Document excerpt:
--- Start ---

The Granger-Causal Dynamic Complex Networks model (GCDCN 1.0) provides an easy way to analyse the dynamic causal co-movements of a system of time series variables.
In energy economics, this model is currently used to investigate the effectiveness of transmission networks in delivering energy price synchronisation.
This model extends the principle of Granger-causality to cover a whole system of variables rather than simply studying their bivariate causal interface. The software analyses how a system of variables evolves over time by uncovering the system-wide synchronicity of the group of time series variables involved, as well as allowing the user to discover the incoming and outgoing causal interface of one variable or a group of variables in a network.
Castagneto-Gissey et al. (2014) first developed this method for use in a dynamic networks context and applied it to energy and economics to understand whether the commissioning of novel interconnection infrastructure was reflected throughout an improved degree of synchronisation of electricity spot prices between European Union markets. This study showed that not only did causal patterns among EU electricity prices considerably increase after market widening but also that dynamic networks are an efficient tool for modelling electricity market integration.

--- End ---

Rows:

--- Start ---

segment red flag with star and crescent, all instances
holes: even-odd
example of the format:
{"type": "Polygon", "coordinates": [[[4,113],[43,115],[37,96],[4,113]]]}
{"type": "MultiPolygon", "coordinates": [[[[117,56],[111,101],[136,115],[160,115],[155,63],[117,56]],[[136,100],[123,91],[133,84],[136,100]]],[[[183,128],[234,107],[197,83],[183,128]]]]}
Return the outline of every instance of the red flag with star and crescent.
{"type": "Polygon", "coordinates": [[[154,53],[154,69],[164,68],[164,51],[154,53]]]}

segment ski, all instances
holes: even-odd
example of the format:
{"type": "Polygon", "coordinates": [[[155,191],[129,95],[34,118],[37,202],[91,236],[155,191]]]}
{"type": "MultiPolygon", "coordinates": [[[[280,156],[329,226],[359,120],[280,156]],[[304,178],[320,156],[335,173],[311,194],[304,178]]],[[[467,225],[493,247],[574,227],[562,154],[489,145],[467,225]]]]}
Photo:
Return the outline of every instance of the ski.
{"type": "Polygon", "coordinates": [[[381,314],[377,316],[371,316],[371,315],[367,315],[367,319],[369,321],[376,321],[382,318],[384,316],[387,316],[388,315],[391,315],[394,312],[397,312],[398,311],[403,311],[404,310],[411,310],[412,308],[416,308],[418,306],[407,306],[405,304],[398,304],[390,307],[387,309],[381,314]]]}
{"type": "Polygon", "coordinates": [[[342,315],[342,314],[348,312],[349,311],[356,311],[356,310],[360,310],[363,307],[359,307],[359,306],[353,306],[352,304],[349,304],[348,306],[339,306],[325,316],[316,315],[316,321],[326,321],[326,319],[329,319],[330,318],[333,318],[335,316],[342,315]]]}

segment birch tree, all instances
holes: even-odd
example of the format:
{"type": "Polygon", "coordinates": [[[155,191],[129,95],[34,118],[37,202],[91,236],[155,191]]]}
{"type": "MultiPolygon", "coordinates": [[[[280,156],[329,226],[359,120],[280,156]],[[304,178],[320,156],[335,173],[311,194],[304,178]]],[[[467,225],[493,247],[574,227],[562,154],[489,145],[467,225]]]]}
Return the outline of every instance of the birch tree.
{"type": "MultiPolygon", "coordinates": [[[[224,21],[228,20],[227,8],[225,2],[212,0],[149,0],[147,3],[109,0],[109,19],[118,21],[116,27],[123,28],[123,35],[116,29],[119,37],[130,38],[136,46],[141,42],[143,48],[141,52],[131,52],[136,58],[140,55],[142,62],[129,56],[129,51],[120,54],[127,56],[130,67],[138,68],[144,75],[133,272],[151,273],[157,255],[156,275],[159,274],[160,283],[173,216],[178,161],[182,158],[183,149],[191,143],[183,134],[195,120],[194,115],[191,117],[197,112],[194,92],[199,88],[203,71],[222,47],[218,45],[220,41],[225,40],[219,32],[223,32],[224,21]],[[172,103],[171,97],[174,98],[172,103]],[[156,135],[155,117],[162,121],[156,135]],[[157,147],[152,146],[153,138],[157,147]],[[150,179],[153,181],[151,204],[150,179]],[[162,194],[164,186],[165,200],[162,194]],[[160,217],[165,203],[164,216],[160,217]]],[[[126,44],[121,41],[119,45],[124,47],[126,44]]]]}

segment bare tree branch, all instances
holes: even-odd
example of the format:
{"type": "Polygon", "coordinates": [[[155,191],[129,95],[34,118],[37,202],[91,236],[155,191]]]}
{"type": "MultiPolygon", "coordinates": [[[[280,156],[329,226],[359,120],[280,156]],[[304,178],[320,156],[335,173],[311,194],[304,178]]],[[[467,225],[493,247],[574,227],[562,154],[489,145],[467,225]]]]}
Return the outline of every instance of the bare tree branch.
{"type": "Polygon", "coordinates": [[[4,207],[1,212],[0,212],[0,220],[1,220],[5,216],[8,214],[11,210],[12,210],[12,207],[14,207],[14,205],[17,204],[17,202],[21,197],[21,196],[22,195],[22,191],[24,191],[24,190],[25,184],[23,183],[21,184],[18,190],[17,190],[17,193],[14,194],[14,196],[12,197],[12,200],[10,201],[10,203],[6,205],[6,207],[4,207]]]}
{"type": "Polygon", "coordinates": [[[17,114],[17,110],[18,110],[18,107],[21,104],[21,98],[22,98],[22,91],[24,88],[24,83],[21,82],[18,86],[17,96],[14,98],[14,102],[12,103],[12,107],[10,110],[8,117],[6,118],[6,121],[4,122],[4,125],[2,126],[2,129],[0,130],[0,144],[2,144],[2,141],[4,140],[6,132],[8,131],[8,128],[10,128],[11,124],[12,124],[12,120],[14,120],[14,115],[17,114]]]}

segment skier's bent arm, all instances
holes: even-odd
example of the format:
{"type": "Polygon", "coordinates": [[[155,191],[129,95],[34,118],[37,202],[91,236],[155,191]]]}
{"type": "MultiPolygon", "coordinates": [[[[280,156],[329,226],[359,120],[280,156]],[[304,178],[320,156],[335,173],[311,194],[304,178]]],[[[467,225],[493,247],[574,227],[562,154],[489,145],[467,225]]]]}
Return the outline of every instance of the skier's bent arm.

--- End ---

Direction 1: List every hyphenated term that appears in the GCDCN model description.
Direction 2: Rewrite the part of the GCDCN model description starting with "The Granger-Causal Dynamic" and going on through "energy price synchronisation.", replacing "transmission networks" with "interconnectors".

Written reply 1:
Granger-Causal
co-movements
Granger-causality
system-wide
Castagneto-Gissey

Written reply 2:
The Granger-Causal Dynamic Complex Networks model (GCDCN 1.0) provides an easy way to analyse the dynamic causal co-movements of a system of time series variables.
In energy economics, this model is currently used to investigate the effectiveness of interconnectors in delivering energy price synchronisation.